%%

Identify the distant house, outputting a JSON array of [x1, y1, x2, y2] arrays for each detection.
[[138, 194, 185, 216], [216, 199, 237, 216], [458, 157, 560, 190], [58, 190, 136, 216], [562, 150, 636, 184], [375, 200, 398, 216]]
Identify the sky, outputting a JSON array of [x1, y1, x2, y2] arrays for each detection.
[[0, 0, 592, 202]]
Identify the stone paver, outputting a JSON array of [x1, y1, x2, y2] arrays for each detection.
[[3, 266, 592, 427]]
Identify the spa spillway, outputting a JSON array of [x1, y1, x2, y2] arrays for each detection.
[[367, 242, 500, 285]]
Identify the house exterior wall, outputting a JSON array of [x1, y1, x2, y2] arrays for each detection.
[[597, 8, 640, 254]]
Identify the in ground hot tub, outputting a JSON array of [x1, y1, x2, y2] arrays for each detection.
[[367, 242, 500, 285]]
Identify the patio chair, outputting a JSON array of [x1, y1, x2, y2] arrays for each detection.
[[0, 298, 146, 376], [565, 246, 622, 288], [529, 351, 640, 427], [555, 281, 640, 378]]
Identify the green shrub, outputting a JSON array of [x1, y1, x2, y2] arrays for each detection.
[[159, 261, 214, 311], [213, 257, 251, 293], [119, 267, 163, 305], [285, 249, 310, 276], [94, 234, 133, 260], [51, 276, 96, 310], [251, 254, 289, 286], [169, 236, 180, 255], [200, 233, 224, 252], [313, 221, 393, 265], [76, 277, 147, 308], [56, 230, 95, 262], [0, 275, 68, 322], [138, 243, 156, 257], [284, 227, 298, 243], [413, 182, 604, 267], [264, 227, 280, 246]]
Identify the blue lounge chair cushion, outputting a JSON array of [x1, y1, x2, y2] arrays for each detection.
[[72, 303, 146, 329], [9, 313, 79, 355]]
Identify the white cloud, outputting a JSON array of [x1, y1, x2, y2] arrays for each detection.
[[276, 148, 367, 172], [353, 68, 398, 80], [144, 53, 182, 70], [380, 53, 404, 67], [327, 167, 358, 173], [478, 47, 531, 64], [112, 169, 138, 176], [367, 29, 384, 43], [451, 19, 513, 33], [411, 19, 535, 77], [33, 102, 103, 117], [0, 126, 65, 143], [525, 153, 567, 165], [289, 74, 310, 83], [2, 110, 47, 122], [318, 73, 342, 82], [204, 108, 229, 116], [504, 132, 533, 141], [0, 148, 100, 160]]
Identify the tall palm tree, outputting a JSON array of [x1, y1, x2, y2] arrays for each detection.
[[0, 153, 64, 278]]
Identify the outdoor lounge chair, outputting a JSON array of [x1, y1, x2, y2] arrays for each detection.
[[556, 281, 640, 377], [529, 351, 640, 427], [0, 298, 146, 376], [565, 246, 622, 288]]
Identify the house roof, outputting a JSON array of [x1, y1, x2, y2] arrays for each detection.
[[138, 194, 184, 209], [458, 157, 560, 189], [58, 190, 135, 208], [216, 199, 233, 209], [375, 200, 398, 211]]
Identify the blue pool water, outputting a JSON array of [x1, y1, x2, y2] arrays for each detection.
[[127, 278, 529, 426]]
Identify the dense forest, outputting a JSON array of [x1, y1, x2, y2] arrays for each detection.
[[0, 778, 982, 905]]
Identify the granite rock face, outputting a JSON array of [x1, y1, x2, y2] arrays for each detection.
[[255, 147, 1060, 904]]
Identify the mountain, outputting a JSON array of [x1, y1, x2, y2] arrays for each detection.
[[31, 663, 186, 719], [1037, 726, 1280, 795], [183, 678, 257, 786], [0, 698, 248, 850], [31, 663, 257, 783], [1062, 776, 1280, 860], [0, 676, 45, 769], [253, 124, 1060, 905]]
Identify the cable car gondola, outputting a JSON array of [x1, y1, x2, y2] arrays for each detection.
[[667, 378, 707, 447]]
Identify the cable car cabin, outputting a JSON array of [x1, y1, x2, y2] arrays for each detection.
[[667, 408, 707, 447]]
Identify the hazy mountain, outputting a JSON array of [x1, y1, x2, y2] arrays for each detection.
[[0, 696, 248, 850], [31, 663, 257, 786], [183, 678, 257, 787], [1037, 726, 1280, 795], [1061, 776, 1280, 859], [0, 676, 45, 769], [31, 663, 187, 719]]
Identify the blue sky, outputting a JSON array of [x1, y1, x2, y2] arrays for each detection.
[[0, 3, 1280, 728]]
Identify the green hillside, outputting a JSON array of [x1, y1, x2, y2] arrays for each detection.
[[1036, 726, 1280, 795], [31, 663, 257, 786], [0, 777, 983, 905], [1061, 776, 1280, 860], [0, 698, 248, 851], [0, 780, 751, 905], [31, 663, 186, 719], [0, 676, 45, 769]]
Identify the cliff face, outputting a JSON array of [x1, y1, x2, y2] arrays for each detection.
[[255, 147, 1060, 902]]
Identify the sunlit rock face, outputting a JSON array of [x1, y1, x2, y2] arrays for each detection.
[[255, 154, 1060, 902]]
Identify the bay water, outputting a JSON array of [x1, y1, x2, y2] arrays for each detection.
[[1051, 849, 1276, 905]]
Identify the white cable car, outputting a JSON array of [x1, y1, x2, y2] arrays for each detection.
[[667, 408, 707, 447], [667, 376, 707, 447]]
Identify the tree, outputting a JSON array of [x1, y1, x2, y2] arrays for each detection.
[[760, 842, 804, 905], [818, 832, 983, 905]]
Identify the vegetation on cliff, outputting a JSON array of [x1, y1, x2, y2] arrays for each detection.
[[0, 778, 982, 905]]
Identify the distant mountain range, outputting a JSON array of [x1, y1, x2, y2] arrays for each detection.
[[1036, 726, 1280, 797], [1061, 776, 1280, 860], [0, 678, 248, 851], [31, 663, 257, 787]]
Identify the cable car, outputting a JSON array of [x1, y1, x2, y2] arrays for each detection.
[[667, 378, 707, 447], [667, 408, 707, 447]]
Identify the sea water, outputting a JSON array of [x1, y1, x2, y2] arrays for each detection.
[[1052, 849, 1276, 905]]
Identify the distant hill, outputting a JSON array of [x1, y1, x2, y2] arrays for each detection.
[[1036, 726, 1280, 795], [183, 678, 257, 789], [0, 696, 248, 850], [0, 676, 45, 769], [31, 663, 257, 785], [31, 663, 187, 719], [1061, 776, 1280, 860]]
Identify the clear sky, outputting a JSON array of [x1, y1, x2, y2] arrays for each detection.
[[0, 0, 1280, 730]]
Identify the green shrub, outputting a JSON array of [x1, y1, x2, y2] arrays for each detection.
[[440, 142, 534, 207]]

%%

**Consigne:** Pourriez-vous recopier mot pour mot les lignes de la liste ci-dessus, depuis celle qui contient « Identify the green hillside, outputting » jusqu'à celle qui contient « [[255, 147, 1060, 902]] », ces deux lignes incluses ?

**Réponse:**
Identify the green hillside, outputting a JSON array of [x1, y1, x2, y2] arrays for each detection.
[[1036, 726, 1280, 795], [31, 663, 257, 786], [0, 777, 983, 905], [1061, 776, 1280, 860], [0, 698, 248, 851], [0, 780, 751, 905], [31, 663, 186, 719], [0, 676, 45, 769]]
Identify the cliff face, outputting a JSON array of [x1, y1, x2, y2] arrays for each detection.
[[255, 147, 1060, 902]]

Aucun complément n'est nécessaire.